── Materiales proporcionados ──
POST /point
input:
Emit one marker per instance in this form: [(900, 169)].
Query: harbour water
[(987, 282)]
───
── Materiales proporcionados ──
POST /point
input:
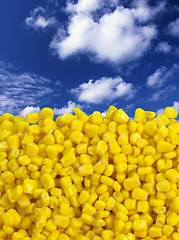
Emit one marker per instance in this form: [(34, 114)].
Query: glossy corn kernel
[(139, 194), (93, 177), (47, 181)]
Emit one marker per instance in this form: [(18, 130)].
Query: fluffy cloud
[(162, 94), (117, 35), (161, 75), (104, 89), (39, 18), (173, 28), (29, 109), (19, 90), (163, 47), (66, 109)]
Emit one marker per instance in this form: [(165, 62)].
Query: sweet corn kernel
───
── Materiales proporcionados ──
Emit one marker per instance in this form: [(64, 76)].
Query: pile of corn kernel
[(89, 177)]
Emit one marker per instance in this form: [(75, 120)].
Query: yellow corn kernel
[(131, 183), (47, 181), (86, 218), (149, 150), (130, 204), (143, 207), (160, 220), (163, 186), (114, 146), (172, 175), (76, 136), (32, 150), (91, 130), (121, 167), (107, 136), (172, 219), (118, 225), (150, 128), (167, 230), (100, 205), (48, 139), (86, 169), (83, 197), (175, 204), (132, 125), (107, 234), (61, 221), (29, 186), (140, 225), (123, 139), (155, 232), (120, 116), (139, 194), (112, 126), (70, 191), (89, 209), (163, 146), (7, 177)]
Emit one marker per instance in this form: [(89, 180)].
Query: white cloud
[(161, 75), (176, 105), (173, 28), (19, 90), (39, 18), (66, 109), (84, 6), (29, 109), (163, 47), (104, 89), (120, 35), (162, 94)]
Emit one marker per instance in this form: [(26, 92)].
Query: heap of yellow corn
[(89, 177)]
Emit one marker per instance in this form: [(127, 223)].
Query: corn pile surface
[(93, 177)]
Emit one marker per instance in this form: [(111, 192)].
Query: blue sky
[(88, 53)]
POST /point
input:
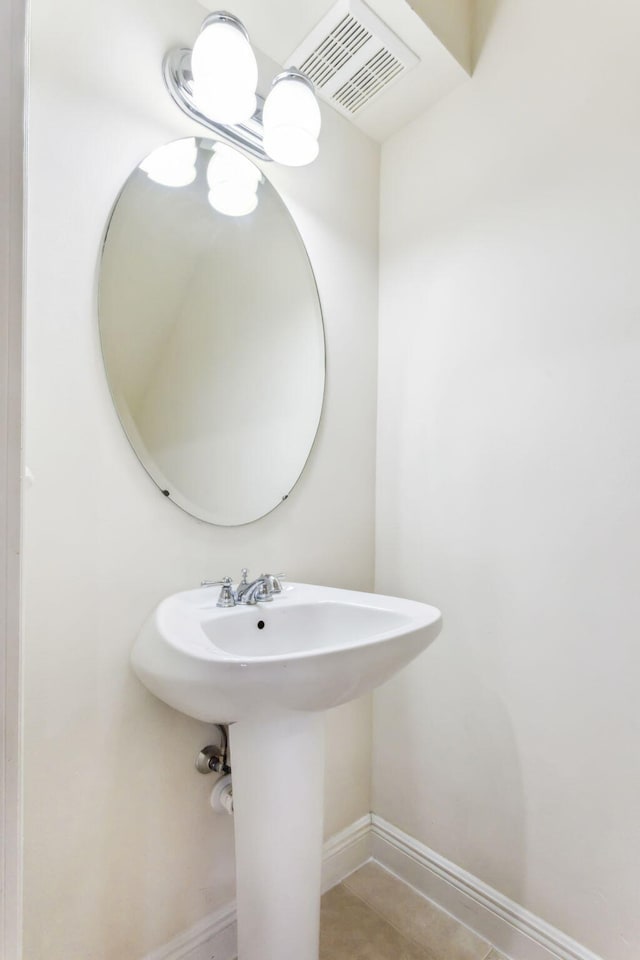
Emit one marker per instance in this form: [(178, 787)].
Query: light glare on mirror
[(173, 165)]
───
**Requisitos de la tarea**
Exprese como una lista JSON de cadenas las líneas de los registros anteriores que van desde la que contiene "Emit one marker per instance in this form: [(165, 62)]." hasta la que contiene "Query: sweet corn kernel", ambas incluidas. Use una cadena por línea y omita las líneas en blanco.

**Respuesta escrita**
[
  "Emit one marker per instance in this form: [(165, 62)].",
  "Query: sweet corn kernel"
]